* Work instruction *
Repeat each entry below exactly, omitting any picture it holds.

* * * * *

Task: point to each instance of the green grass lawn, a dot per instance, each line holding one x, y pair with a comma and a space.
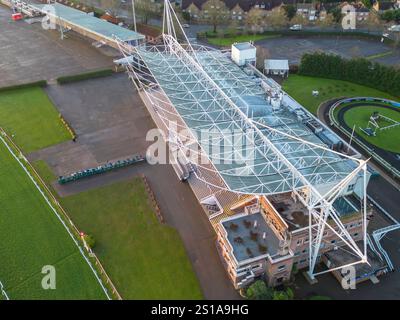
31, 236
31, 119
301, 87
385, 139
144, 258
227, 41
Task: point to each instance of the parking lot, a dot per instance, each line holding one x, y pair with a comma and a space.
293, 47
30, 53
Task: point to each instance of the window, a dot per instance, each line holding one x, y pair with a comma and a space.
351, 187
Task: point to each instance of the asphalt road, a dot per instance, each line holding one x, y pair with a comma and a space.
30, 53
387, 195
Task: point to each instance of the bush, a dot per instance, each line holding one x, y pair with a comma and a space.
41, 83
85, 76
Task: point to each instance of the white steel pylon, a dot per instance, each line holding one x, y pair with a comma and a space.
166, 81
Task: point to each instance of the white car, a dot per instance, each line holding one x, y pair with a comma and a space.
394, 28
296, 27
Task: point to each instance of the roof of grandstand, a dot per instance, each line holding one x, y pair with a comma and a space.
257, 161
88, 22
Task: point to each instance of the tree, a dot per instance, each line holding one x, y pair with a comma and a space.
391, 16
328, 21
254, 19
146, 10
373, 21
215, 13
276, 18
336, 12
290, 11
259, 291
299, 19
367, 3
287, 294
355, 52
262, 54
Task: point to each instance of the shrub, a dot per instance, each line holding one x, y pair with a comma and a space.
85, 76
358, 70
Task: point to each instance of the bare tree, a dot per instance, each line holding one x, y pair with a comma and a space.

* * * * *

* Task solution *
Task: point to each instance of the green grass lawn, a dot per instance, each line holding one x, y pair with a comma and a space.
31, 236
31, 119
301, 87
385, 139
144, 258
227, 41
Task: point to each instance of the parking lot, a dot per instance, each line holding one x, y pair with a comma and a space.
293, 47
30, 53
Task: point to each instance of the window, a dot per instance, each line holding one x, y pair with a comma and a space.
351, 187
Task: point to each instance of the asphalt road, a dot per instance, each line holding one x, y pair with a comma and a space.
30, 53
387, 195
Task: point to each instance of the bush, a dot per instance, each line holding one x, y pair with a comma and a space.
41, 83
85, 76
Task: point to each instance of the white steel pylon, a dot per instance, each line holding one x, y pair with a comma and a space.
166, 81
Task: point to each instance of the white car, a dot per instance, each line holding one x, y pair with a comma and a space.
394, 28
296, 27
Task: point to each instance of the roof of grandstand, a dot per instance, each line holding one x, y pair with a comma and a space.
257, 161
88, 22
Task: point to each instance of the tree, a dot per instance, each line holding one x, y pair with a comma and a space.
391, 16
328, 21
254, 19
146, 10
373, 21
215, 13
276, 18
336, 12
290, 11
259, 291
299, 19
367, 3
287, 294
355, 52
262, 54
Task: point to each instance of the shrub, a dot per instance, each line holding one x, y pair with a comma and a space.
85, 76
358, 70
Task: point to each instance of the bare tree, a dot per instance, each line holding one x, y pair with a comma and a space.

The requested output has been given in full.